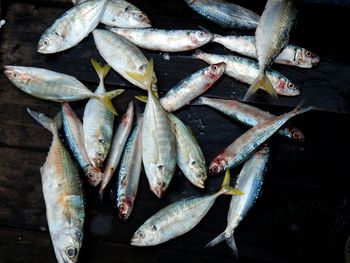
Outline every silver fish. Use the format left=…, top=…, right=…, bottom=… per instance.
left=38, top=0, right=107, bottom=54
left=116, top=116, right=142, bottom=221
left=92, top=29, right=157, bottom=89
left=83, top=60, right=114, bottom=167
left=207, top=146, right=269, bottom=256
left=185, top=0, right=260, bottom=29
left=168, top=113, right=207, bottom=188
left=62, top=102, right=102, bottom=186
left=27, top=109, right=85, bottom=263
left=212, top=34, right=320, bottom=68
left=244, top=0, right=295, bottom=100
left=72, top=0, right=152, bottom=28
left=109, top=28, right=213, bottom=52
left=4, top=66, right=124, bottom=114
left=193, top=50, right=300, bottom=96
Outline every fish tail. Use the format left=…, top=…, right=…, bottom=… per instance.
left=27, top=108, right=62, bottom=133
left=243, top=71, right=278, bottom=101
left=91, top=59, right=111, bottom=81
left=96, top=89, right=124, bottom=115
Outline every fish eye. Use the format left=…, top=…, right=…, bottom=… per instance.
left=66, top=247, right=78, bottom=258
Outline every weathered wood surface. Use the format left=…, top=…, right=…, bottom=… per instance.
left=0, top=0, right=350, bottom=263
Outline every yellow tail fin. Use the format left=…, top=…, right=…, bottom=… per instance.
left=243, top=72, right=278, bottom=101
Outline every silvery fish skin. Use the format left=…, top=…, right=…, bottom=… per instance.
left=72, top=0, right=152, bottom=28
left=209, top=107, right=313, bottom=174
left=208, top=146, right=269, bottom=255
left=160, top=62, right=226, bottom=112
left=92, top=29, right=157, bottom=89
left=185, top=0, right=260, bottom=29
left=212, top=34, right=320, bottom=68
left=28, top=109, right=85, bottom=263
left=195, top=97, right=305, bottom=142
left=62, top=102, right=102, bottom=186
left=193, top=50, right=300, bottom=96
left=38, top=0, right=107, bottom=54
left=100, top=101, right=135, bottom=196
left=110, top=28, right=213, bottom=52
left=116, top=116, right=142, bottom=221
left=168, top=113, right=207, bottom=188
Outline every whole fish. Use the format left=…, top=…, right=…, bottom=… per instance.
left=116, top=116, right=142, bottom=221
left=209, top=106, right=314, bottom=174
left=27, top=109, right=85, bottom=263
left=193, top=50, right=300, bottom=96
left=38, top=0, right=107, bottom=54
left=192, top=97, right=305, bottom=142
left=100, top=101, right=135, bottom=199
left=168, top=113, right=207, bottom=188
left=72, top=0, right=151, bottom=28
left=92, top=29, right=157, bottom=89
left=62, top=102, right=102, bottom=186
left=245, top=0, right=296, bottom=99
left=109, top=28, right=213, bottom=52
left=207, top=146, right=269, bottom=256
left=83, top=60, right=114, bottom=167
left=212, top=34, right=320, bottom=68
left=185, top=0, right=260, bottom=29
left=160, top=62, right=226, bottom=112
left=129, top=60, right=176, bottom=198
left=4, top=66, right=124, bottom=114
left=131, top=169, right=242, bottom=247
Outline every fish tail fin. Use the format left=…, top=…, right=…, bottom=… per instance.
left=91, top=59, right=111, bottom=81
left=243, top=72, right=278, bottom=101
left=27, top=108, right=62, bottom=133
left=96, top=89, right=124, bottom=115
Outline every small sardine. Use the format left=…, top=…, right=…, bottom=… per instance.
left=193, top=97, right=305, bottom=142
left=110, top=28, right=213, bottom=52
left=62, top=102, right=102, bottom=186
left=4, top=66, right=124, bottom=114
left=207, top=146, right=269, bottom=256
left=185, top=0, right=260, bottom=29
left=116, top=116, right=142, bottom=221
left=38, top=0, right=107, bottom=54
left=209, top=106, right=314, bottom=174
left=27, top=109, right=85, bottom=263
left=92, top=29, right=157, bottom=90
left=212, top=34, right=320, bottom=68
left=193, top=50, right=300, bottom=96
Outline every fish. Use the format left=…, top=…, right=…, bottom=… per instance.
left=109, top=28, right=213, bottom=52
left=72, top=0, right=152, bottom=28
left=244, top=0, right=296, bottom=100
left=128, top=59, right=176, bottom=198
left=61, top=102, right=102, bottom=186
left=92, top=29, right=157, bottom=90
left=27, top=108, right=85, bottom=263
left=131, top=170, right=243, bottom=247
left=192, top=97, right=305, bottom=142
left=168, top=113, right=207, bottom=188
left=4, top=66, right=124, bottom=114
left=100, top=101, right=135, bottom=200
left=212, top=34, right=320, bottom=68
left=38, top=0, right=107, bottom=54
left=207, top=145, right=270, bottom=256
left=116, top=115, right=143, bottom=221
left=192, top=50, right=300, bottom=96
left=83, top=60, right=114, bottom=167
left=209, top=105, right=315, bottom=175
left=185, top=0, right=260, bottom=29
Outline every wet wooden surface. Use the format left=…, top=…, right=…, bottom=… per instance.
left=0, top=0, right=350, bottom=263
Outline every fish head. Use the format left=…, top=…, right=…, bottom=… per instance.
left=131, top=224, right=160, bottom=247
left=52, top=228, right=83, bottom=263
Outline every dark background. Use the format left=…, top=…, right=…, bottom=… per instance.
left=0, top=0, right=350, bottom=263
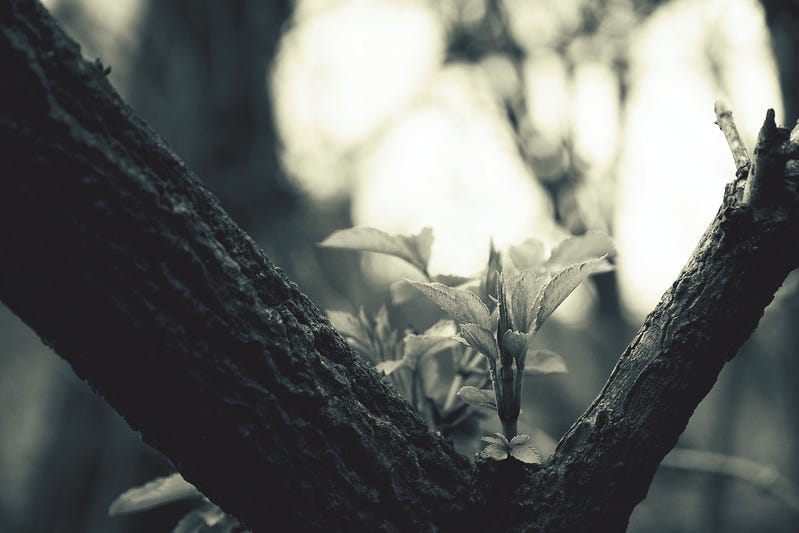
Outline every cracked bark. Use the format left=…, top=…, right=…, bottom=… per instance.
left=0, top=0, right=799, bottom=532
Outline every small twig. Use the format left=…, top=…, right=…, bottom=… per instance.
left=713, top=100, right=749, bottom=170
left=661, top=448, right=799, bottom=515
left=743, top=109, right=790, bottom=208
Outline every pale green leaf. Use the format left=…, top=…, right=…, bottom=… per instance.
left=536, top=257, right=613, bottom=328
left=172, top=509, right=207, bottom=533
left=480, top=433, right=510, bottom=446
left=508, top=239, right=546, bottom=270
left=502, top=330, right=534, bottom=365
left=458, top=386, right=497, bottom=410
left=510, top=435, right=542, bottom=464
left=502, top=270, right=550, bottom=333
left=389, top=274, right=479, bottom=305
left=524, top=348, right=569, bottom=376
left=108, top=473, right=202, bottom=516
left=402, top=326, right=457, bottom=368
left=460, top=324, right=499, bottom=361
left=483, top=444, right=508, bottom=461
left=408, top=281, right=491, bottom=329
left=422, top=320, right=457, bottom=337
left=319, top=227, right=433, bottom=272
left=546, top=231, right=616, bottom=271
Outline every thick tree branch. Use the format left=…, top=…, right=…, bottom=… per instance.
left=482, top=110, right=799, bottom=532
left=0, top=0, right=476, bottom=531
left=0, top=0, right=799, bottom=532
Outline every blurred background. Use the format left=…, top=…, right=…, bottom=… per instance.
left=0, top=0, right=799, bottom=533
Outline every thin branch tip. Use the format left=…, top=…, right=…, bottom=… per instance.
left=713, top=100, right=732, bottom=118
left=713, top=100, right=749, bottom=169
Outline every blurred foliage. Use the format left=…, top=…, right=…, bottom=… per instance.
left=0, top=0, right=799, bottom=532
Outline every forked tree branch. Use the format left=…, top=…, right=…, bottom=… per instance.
━━━━━━━━━━
Objective: Can you render the data above as a two-column Markdown table headed "No." and "Line", one numbered row per line, with blank lines skipped and the pictures left out?

Written reply:
| No. | Line |
|---|---|
| 1 | Outline every silver fish. Use the format left=…, top=…, right=…, bottom=… per instance. |
| 2 | left=38, top=0, right=107, bottom=54 |
| 3 | left=116, top=116, right=142, bottom=221 |
| 4 | left=92, top=29, right=157, bottom=89 |
| 5 | left=83, top=60, right=114, bottom=167 |
| 6 | left=207, top=146, right=269, bottom=256 |
| 7 | left=185, top=0, right=260, bottom=29 |
| 8 | left=168, top=113, right=207, bottom=188 |
| 9 | left=62, top=102, right=102, bottom=186 |
| 10 | left=27, top=109, right=85, bottom=263 |
| 11 | left=212, top=34, right=320, bottom=68 |
| 12 | left=244, top=0, right=295, bottom=100 |
| 13 | left=72, top=0, right=152, bottom=28 |
| 14 | left=109, top=28, right=213, bottom=52 |
| 15 | left=4, top=66, right=124, bottom=114 |
| 16 | left=193, top=50, right=300, bottom=96 |
| 17 | Outline every fish tail. Use the format left=…, top=…, right=…, bottom=… per instance. |
| 18 | left=27, top=108, right=62, bottom=133 |
| 19 | left=243, top=71, right=278, bottom=101 |
| 20 | left=91, top=59, right=111, bottom=81 |
| 21 | left=96, top=89, right=124, bottom=115 |
| 22 | Outline every fish eye. Use the format left=…, top=…, right=…, bottom=… per instance. |
| 23 | left=66, top=247, right=78, bottom=258 |
| 24 | Outline every weathered wood surface. Use the format left=…, top=…, right=…, bottom=… per instance. |
| 25 | left=0, top=0, right=350, bottom=263 |
| 26 | Outline every yellow tail fin. Use the format left=…, top=…, right=…, bottom=… per instance. |
| 27 | left=243, top=72, right=278, bottom=101 |
| 28 | Outline every silvery fish skin. Use the format left=…, top=…, right=…, bottom=… per instance. |
| 29 | left=72, top=0, right=152, bottom=28 |
| 30 | left=209, top=107, right=313, bottom=174 |
| 31 | left=208, top=146, right=269, bottom=255 |
| 32 | left=160, top=62, right=226, bottom=112 |
| 33 | left=92, top=29, right=157, bottom=89 |
| 34 | left=185, top=0, right=260, bottom=29 |
| 35 | left=212, top=34, right=320, bottom=68 |
| 36 | left=28, top=109, right=85, bottom=263 |
| 37 | left=195, top=97, right=305, bottom=142 |
| 38 | left=62, top=102, right=102, bottom=186 |
| 39 | left=193, top=50, right=300, bottom=96 |
| 40 | left=38, top=0, right=107, bottom=54 |
| 41 | left=100, top=101, right=135, bottom=196 |
| 42 | left=110, top=28, right=213, bottom=52 |
| 43 | left=116, top=116, right=142, bottom=221 |
| 44 | left=168, top=113, right=207, bottom=188 |
| 45 | Outline every whole fish. Use the format left=…, top=…, right=…, bottom=… per instance. |
| 46 | left=116, top=116, right=142, bottom=221 |
| 47 | left=209, top=106, right=314, bottom=174 |
| 48 | left=27, top=109, right=85, bottom=263 |
| 49 | left=193, top=50, right=300, bottom=96 |
| 50 | left=38, top=0, right=107, bottom=54 |
| 51 | left=192, top=97, right=305, bottom=142 |
| 52 | left=100, top=101, right=135, bottom=199 |
| 53 | left=168, top=113, right=207, bottom=188 |
| 54 | left=72, top=0, right=151, bottom=28 |
| 55 | left=92, top=29, right=157, bottom=89 |
| 56 | left=62, top=102, right=102, bottom=186 |
| 57 | left=245, top=0, right=296, bottom=99 |
| 58 | left=109, top=28, right=213, bottom=52 |
| 59 | left=207, top=146, right=269, bottom=256 |
| 60 | left=83, top=60, right=114, bottom=167 |
| 61 | left=212, top=34, right=320, bottom=68 |
| 62 | left=185, top=0, right=260, bottom=29 |
| 63 | left=160, top=62, right=226, bottom=112 |
| 64 | left=129, top=60, right=176, bottom=198 |
| 65 | left=4, top=66, right=124, bottom=114 |
| 66 | left=131, top=169, right=242, bottom=247 |
| 67 | Outline every fish tail fin. Use the format left=…, top=…, right=…, bottom=… per instance. |
| 68 | left=91, top=59, right=111, bottom=81 |
| 69 | left=243, top=72, right=278, bottom=101 |
| 70 | left=27, top=108, right=62, bottom=133 |
| 71 | left=96, top=89, right=124, bottom=115 |
| 72 | Outline every small sardine. Use the format left=…, top=…, right=…, bottom=… per instance. |
| 73 | left=193, top=97, right=305, bottom=142 |
| 74 | left=110, top=28, right=213, bottom=52 |
| 75 | left=62, top=102, right=102, bottom=186 |
| 76 | left=4, top=66, right=124, bottom=114 |
| 77 | left=207, top=146, right=269, bottom=256 |
| 78 | left=185, top=0, right=260, bottom=29 |
| 79 | left=116, top=116, right=142, bottom=221 |
| 80 | left=38, top=0, right=107, bottom=54 |
| 81 | left=209, top=106, right=314, bottom=174 |
| 82 | left=27, top=109, right=85, bottom=263 |
| 83 | left=92, top=29, right=157, bottom=90 |
| 84 | left=212, top=34, right=320, bottom=68 |
| 85 | left=193, top=50, right=300, bottom=96 |
| 86 | Outline every fish. Use the format left=…, top=…, right=…, bottom=… per instance. |
| 87 | left=109, top=28, right=213, bottom=52 |
| 88 | left=72, top=0, right=152, bottom=28 |
| 89 | left=244, top=0, right=296, bottom=100 |
| 90 | left=128, top=59, right=176, bottom=198 |
| 91 | left=61, top=102, right=102, bottom=186 |
| 92 | left=92, top=29, right=157, bottom=90 |
| 93 | left=27, top=108, right=85, bottom=263 |
| 94 | left=131, top=170, right=243, bottom=247 |
| 95 | left=192, top=97, right=305, bottom=142 |
| 96 | left=168, top=113, right=207, bottom=188 |
| 97 | left=4, top=66, right=124, bottom=114 |
| 98 | left=100, top=101, right=135, bottom=200 |
| 99 | left=212, top=34, right=320, bottom=68 |
| 100 | left=38, top=0, right=107, bottom=54 |
| 101 | left=207, top=145, right=270, bottom=256 |
| 102 | left=116, top=115, right=143, bottom=221 |
| 103 | left=192, top=50, right=300, bottom=96 |
| 104 | left=83, top=60, right=114, bottom=167 |
| 105 | left=209, top=105, right=315, bottom=175 |
| 106 | left=185, top=0, right=260, bottom=29 |
| 107 | Outline every wet wooden surface. Use the format left=…, top=…, right=…, bottom=… per instance. |
| 108 | left=0, top=0, right=350, bottom=263 |
| 109 | Outline every fish head. Use the format left=…, top=…, right=…, bottom=… per instance. |
| 110 | left=131, top=224, right=160, bottom=247 |
| 111 | left=52, top=228, right=83, bottom=263 |
| 112 | Outline every dark background. Use the format left=…, top=…, right=…, bottom=… per instance. |
| 113 | left=0, top=0, right=350, bottom=263 |
| 114 | Outline every cracked bark. Use the format left=…, top=…, right=…, bottom=… per instance. |
| 115 | left=0, top=0, right=799, bottom=532 |
| 116 | Outline every small twig. Use the format left=…, top=…, right=…, bottom=… per instance. |
| 117 | left=713, top=100, right=749, bottom=170 |
| 118 | left=661, top=448, right=799, bottom=515 |
| 119 | left=743, top=109, right=790, bottom=208 |
| 120 | Outline every pale green leaf. Use the format left=…, top=…, right=…, bottom=… per instance. |
| 121 | left=536, top=257, right=613, bottom=328 |
| 122 | left=172, top=509, right=207, bottom=533 |
| 123 | left=480, top=433, right=510, bottom=446 |
| 124 | left=508, top=239, right=546, bottom=270 |
| 125 | left=502, top=330, right=534, bottom=365 |
| 126 | left=458, top=386, right=497, bottom=410 |
| 127 | left=510, top=435, right=542, bottom=464 |
| 128 | left=502, top=270, right=550, bottom=333 |
| 129 | left=389, top=274, right=479, bottom=305 |
| 130 | left=524, top=348, right=569, bottom=376 |
| 131 | left=108, top=473, right=202, bottom=516 |
| 132 | left=402, top=326, right=457, bottom=368 |
| 133 | left=460, top=324, right=499, bottom=361 |
| 134 | left=483, top=444, right=508, bottom=461 |
| 135 | left=408, top=281, right=491, bottom=329 |
| 136 | left=422, top=320, right=457, bottom=337 |
| 137 | left=319, top=227, right=433, bottom=272 |
| 138 | left=546, top=231, right=616, bottom=271 |
| 139 | Outline every thick tree branch. Use the format left=…, top=…, right=…, bottom=… per instance. |
| 140 | left=482, top=110, right=799, bottom=532 |
| 141 | left=0, top=0, right=476, bottom=531 |
| 142 | left=0, top=0, right=799, bottom=532 |
| 143 | Outline every blurred background. Use the format left=…, top=…, right=…, bottom=… per instance. |
| 144 | left=0, top=0, right=799, bottom=533 |
| 145 | Outline every thin branch tip. Use the format left=…, top=…, right=…, bottom=… per instance. |
| 146 | left=713, top=100, right=732, bottom=118 |
| 147 | left=713, top=100, right=749, bottom=169 |
| 148 | Outline every blurred foliage. Use the format left=…, top=…, right=…, bottom=… per instance. |
| 149 | left=0, top=0, right=799, bottom=532 |
| 150 | Outline every forked tree branch. Use the format left=…, top=…, right=…, bottom=… per instance. |